### 本文
================================

芸人って異常な世界やな

かつてキングオブコント2019においてGAGさんは、彼女がお笑いの養成所に通うというネタを披露し、そのネタの中で
「芸人って異常な世界やな」
というフレーズが出てくる。当時、養成所生だったろきちゃんには、そのセリフの意味はなんとなくわかるものの、それを実感したことはなかった。けれどもここ2年間、芸人の先輩後輩に囲まれながら、生活をする中で「芸人って異常な世界やな」と思うことがないではなかった。

先日、太田プロの先輩である、お笑いコンビカイノスの球作さんがご結婚なされた。我々白れんがも非常にお世話になっており、カイノスさんが主催するライブに呼んでいただいたり、カイノスさんの自主ラジオで白れんがの話をしてくださったり、叱咤激励をいただいたり、感謝してもしきれないほどだ(少なくとも、ろきちゃんはそう思っている)。球作さんがラジオで結婚を発表された時も、とても嬉しかった。自分のことのように嬉しかった。ろきちゃんが後輩で1番早く球作さんを祝福したということは、すでに確認済みだ。

================================

(位置指定データの抜粋)
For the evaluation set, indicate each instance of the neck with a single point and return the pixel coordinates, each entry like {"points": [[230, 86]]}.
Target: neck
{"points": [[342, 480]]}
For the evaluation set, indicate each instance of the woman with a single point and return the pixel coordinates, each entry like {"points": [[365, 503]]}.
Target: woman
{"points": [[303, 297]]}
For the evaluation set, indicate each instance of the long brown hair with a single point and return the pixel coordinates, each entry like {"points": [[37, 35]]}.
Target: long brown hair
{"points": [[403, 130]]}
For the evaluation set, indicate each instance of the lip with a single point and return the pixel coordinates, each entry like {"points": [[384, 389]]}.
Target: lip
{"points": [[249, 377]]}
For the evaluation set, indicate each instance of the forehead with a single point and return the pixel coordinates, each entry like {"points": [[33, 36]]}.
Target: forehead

================================

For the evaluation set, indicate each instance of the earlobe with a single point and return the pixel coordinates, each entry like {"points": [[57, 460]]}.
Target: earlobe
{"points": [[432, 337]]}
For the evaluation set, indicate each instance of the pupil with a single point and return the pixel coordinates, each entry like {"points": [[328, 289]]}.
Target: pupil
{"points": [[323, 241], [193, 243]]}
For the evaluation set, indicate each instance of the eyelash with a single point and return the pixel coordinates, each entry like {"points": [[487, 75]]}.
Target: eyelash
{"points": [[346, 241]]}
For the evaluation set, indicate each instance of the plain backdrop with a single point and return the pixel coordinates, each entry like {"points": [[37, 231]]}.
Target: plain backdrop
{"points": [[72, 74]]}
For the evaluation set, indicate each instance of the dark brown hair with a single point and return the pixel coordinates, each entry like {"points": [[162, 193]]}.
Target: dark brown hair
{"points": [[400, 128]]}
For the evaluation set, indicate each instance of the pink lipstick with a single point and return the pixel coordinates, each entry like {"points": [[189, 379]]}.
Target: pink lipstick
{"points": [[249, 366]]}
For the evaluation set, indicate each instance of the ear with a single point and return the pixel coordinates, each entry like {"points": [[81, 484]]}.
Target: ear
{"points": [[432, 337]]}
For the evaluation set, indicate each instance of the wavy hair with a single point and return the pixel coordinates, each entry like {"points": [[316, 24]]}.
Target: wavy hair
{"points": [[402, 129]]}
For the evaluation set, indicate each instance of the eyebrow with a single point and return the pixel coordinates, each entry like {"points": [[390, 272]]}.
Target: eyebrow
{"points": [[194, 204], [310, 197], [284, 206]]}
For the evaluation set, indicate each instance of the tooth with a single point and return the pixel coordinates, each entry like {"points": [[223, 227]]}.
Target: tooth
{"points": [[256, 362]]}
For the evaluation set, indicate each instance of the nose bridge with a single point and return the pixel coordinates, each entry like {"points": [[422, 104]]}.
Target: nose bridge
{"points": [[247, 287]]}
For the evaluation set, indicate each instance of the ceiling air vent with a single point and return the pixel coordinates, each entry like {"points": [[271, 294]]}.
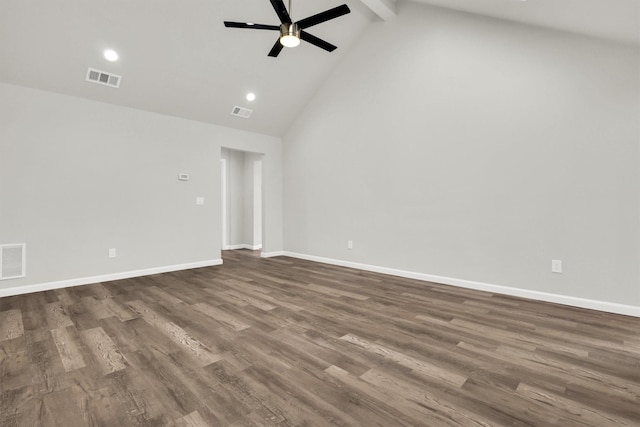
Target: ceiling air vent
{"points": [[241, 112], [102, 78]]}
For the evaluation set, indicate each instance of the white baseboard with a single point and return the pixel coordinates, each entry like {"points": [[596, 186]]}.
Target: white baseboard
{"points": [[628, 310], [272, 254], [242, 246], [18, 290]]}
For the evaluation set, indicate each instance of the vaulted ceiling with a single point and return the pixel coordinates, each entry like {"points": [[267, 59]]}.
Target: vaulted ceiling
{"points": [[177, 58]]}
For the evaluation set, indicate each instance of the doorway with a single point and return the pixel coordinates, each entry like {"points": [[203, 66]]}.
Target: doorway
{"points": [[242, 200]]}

================================

### 課題一覧
[A] 記録のうち、「For the evaluation set, indicate each instance of the neck」を含む行で始まり「Target: forehead」を含む行で終わる部分を、両端の行も含めてMarkdownの表の形で書き表してください。列名は「番号」と「行」とし、空行は除いてください。
[B] 芸人の世界と先輩の結婚についての本文を、最後の文のあとから書き継いでください。

### 課題ごとの出力
[A]
| 番号 | 行 |
|---|---|
| 1 | For the evaluation set, indicate each instance of the neck with a single point and return the pixel coordinates, each entry like {"points": [[230, 86]]}. |
| 2 | Target: neck |
| 3 | {"points": [[342, 480]]} |
| 4 | For the evaluation set, indicate each instance of the woman with a single point and return the pixel coordinates, each entry like {"points": [[365, 503]]}. |
| 5 | Target: woman |
| 6 | {"points": [[303, 297]]} |
| 7 | For the evaluation set, indicate each instance of the long brown hair with a single point and return the pixel coordinates, each entry like {"points": [[37, 35]]}. |
| 8 | Target: long brown hair |
| 9 | {"points": [[403, 130]]} |
| 10 | For the evaluation set, indicate each instance of the lip with a single point and return the pixel coordinates, each entry like {"points": [[384, 389]]}. |
| 11 | Target: lip |
| 12 | {"points": [[249, 377]]} |
| 13 | For the evaluation set, indicate each instance of the forehead with a single point and return the pixel coordinates, each entry like {"points": [[33, 36]]}. |
| 14 | Target: forehead |

[B]
そこでだ。1社会人として、人として、球作さんをどう祝福するのが正解なのかということを考えた。インターネットで嘘なのか本当なのか分からない、2022年最新という謳い文句のサイトを見漁って、結婚祝いの品を贈ることにした。百貨店に行き、それっぽい販売スペースに向かう途中で、ふと考えてしまった。このままでいいのか。このまま、ベタに夫婦茶碗みたいなものを買って贈ることが正解なのだろうか、芸人として。芸人としてなら、いやこんなもんいるかぁ!という方面のくだらないものの方が良いのではないか。或いは、いやお祝いの品が重すぎるわぁ!という方面のデタラメに値段が張るものの方が良いのではないか。その思考の海の中で、百貨店中をウロウロして、流石に恥ずかしくなってきて無理のない、ちゃんとしたものを買うことにした。

初めて、結婚祝いの品を買うので受付で色々聞かれたが、全て店員さんに委ねた。そうしていたら、気づいたら、熨斗に「寿 ろきちゃん」と書かれていた。店員さんに「ろきちゃんですか?ろきちゃん?え?ろ、ろきちゃん?」と言われた。「確認なんですけど、ろきちゃんっていうのは呼び名ですか?」と大きな声で言われ、もう下を向いて出来るだけ、顔を晒さないようにすることしかできなかった。でも、買ってからもやっぱりこれが正解かどうか分からなくて、レシートを紙袋の中に入れたが、それが正解では絶対にない気がして、お渡しする直前にレシートは捨てた。

絶対に普通に渡せばいいんだよ。おめでとう!の気持ちと一緒に。でも、芸人ってだけで、それだけではダメな気がしてならない。大学院に合格した時も、どう相方に伝えるか、凝った方がいい気がして、1ヶ月くらい合格を隠していた。でも別にそれは粋でもなんでもない。ストレートに想いを伝える。それだけでいいんだよ。

「芸人って異常な世界やな」

球作さん、ご結婚おめでとうございます!末永く、お幸せに!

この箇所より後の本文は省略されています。